Tekstfragment:
----------

Tussentijds opzegbeding opnemen in de vaststellingsovereenkomst? Toch WW-uitkering!
Wil een werknemer na het einde van het dienstverband in aanmerking komen voor een WW-uitkering, dan moet er worden voldaan aan bepaalde door de wet gestelde voorwaarden. Zo mag een werknemer met een arbeidsovereenkomst voor bepaalde tijd deze niet in overleg met haar werkgever tussentijds opzeggen zonder dat die mogelijkheid in de arbeidsovereenkomst is opgenomen. Maar hoe zit het als de werkgever en werknemer bij de vroegtijdige beëindiging gezamenlijk afspreken dat tussentijdse opzegging toch mogelijk is? Daar heeft de Rechtbank Amsterdam zich recentelijk over uitgelaten.
Feiten
De casus blijkt voor een groot deel al uit de inleiding. Het betreft een werknemer met een arbeidsovereenkomst voor bepaalde tijd waarin de mogelijkheid van tussentijdse opzegging niet in de overeenkomst is opgenomen. Toch nemen werknemer en werkgever eerder afscheid van elkaar door middel van een vaststellingsovereenkomst. In de vaststellingsovereenkomst komen zij overeen dat tussentijdse opzegging toch mogelijk is.
De werknemer vraagt na afloop een WW-uitkering aan bij het UWV, maar deze weigert de WW-uitkering uit te betalen voor de periode dat de arbeidsovereenkomst oorspronkelijk nog had doorgelopen. De werknemer is echter van mening dat het haar vrij stond om de arbeidsovereenkomst in overeenstemming met haar werkgever tussentijds te wijzigen. Hierdoor had zij de mogelijkheid om het opzegbeding pas later met haar werkgever overeen te komen. Het UWV gaat hier niet in mee waarna de werknemer zich richt tot de Rechtbank Amsterdam.
Rechtbank Amsterdam
De Rechtbank Amsterdam overweegt als volgt. In artikel 19 lid 4 van de Werkloosheidswet is volgens de rechtbank opgenomen dat de WW-uitkering pas op een later tijdstip wordt uitgekeerd wanneer de arbeidsovereenkomst voor het einde van haar looptijd met wederzijds goedvinden wordt opgezegd zonder dat deze mogelijkheid schriftelijk in de arbeidsovereenkomst is opgenomen.
Uit de tekst van de wet blijkt volgens de rechter niet dat het opzegbeding al bij aanvang van de arbeidsovereenkomst moet zijn overeengekomen. Volgens de rechter staat het werkgever en werknemer vrij om de arbeidsovereenkomst tussentijds te wijzigen. Zo hebben zij ook de mogelijkheid om na aanvang toch een opzegbeding overeen te komen, zolang dit schriftelijk gebeurt. Door het opzegbeding op te nemen in de vaststellingsovereenkomst, wordt voldaan aan het schriftelijkheidsvereiste. Hierdoor heeft de werknemer volgens de Rechtbank Amsterdam direct na het einde van het dienstverband recht op een WW-uitkering.
Conclusie
De Rechtbank Amsterdam heeft met haar uitspraak bevestigd dat de sanctie van artikel 19 lid 4 van de Werkloosheidswet op eenvoudige wijze kan worden ontweken, namelijk door bij wederzijdse opzegging toch een opzegbeding op te nemen in de vaststellingsovereenkomst. Hierdoor heeft werknemer vanaf het moment van de wederzijdse opzegging gewoon recht op een WW-uitkering.

----------

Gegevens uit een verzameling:
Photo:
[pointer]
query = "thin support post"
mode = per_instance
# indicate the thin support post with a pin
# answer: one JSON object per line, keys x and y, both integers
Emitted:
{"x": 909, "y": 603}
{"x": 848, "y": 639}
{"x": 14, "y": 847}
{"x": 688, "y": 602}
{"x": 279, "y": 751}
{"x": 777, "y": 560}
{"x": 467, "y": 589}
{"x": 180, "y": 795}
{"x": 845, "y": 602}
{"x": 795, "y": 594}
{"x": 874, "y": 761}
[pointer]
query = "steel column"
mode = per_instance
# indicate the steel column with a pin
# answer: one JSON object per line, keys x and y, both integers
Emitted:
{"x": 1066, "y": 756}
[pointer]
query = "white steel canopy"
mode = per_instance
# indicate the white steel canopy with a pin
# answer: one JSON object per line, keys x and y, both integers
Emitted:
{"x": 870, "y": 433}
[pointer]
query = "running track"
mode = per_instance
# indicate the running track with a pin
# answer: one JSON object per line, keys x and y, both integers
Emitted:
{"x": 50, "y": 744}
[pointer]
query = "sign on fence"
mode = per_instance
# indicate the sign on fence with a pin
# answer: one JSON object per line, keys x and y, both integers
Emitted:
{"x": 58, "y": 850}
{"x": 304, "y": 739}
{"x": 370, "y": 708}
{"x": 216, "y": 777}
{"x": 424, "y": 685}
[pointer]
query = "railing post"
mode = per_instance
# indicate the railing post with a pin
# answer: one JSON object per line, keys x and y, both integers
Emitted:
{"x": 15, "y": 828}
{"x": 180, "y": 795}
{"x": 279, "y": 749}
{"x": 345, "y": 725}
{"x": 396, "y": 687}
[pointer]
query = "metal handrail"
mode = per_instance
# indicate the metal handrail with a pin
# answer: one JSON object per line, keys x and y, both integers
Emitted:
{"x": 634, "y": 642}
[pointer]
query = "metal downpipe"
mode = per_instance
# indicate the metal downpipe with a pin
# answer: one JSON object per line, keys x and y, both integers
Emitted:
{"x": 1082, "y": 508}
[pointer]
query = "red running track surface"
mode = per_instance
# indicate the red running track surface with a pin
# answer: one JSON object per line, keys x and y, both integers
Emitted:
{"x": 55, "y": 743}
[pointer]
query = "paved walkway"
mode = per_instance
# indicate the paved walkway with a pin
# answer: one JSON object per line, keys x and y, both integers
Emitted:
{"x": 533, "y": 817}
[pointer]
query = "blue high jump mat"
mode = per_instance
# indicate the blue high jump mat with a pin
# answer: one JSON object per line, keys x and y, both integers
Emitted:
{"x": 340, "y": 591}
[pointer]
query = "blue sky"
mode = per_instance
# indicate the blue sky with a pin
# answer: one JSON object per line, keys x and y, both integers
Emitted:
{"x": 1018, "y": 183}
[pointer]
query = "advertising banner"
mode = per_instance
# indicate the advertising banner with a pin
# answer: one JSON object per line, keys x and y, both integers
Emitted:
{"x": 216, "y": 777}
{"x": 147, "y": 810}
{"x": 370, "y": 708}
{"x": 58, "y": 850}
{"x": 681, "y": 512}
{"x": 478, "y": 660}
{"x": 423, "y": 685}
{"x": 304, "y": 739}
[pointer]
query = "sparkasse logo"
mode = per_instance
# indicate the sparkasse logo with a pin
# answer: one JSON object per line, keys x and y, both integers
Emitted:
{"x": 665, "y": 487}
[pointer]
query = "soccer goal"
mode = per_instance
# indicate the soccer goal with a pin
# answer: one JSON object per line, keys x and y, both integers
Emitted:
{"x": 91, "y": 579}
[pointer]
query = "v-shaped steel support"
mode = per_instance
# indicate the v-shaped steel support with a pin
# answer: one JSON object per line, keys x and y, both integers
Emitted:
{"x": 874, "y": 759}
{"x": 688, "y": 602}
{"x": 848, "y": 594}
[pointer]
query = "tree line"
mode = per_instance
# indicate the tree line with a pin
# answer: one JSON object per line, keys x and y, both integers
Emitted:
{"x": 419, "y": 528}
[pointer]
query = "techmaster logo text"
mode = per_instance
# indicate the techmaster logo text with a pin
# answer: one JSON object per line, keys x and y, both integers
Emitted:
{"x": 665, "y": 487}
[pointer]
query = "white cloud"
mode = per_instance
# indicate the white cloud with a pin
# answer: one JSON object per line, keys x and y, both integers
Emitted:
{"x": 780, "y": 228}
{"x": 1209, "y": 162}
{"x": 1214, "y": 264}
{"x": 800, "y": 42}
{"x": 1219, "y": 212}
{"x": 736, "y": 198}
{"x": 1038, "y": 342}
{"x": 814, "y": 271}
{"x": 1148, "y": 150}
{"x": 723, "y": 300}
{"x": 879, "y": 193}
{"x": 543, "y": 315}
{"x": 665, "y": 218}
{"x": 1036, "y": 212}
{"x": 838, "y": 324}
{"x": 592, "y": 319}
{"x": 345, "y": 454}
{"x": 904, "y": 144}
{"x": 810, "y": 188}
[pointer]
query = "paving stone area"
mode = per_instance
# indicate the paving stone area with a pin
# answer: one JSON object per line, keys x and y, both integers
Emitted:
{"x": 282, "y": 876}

----------

Opdrachtdoel: Hoe wordt volgens de Rechtbank Amsterdam in het tekstfragment over de WW-uitkering voldaan aan het schriftelijkheidsvereiste? De gegevens heb je niet nodig.

Geschreven antwoord: Door het opzegbeding op te nemen in de vaststellingsovereenkomst.